(Extracted data entries)
---+---

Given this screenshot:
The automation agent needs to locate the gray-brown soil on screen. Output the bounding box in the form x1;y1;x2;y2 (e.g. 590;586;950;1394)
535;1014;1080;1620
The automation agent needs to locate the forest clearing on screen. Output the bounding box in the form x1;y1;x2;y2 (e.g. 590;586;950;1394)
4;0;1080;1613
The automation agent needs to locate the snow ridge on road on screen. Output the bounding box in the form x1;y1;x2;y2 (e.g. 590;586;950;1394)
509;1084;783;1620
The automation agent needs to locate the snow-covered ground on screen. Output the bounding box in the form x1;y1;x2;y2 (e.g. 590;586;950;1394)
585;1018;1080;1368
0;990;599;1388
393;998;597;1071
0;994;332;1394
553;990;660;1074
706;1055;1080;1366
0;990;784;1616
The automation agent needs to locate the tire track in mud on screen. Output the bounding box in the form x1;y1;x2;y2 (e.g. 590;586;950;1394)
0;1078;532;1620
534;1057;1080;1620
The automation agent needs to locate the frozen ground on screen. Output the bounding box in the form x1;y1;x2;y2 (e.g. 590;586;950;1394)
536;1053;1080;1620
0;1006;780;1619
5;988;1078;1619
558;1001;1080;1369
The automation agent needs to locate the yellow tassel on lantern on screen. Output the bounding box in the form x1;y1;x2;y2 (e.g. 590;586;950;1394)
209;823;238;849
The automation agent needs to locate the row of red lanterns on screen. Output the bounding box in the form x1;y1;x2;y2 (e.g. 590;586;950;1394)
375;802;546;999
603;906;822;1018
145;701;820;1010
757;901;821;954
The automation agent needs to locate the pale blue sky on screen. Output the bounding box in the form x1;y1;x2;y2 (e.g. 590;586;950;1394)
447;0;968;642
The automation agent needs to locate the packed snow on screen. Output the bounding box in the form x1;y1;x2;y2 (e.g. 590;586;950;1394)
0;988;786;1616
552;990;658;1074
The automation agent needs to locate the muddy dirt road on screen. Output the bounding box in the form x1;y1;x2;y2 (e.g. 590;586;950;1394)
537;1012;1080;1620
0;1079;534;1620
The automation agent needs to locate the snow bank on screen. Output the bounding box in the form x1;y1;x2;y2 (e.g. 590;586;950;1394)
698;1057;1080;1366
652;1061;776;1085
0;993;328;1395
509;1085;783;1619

---+---

Write out the data above once more, exactly as it stands.

### TASK SOLUTION
Given this screenshot:
The automation agent needs to locate the gray-brown soil on screen. Output the bounding box in the form x1;y1;x2;y2 (e.g. 590;586;950;1394)
535;1014;1080;1620
The automation agent needs to locate the forest clearing on screen. Output the bounding box in the form x1;y1;x2;y2 (e.g. 590;586;950;1394)
4;0;1080;1613
The automation agent needs to locate the snow ridge on road on screen. Output the bounding box in the form x1;y1;x2;y2 (e.g. 590;586;950;1394)
509;1084;783;1620
The automation agent needs to locate the snow-covered ground on screen. Output the bounding box in the form x1;y1;x2;y2 (e.g. 590;586;950;1394)
585;1018;1080;1368
0;990;599;1388
393;998;597;1071
0;994;332;1394
553;990;660;1074
706;1055;1080;1366
0;990;784;1616
The automation agent needs to locate the tire track in mud on screen. Output the bounding box in the form x1;y1;x2;y2 (e.g. 590;586;950;1394)
0;1078;532;1620
534;1057;1080;1620
The automation agent needs to locate the frozen ground on screen. Output the bounding box in the form x1;y1;x2;y2 (e.g. 590;586;950;1394)
536;1053;1080;1620
0;1006;780;1619
5;988;1078;1619
558;1001;1080;1369
The automation agent needs to locate the yellow tassel on lantern on screen. Output the bounding box in the form x1;y1;x2;y2 (e.g. 590;586;950;1394)
209;823;238;849
The automation agent needs to locate the row of red lanterns on screen. Output the bounding box in the form x1;y1;x2;y2 (e.g. 590;586;950;1394)
375;802;546;999
603;906;822;1018
145;701;820;1010
757;901;821;954
The automation agent needs to locate the pale blue sky on screen. Output the bounding box in the form x1;y1;x2;y2 (e.g. 590;586;950;1394)
447;0;968;642
The automation agent needs to locate the packed snow on screen. Output the bounding box in the form x1;y1;x2;y2 (e.g. 590;586;950;1394)
0;988;786;1616
552;990;658;1074
The automation agent needs to locate the muddy dirt road on screen. Output the bounding box in the form x1;y1;x2;y2 (e.g. 590;586;950;1394)
537;1012;1080;1620
0;1079;534;1620
The automation agent needs to locate the snow bank on screen. Output the bounding box in the form x1;y1;x2;y2 (e.g. 590;586;950;1394)
698;1057;1080;1366
652;1061;776;1085
0;993;328;1395
509;1085;783;1619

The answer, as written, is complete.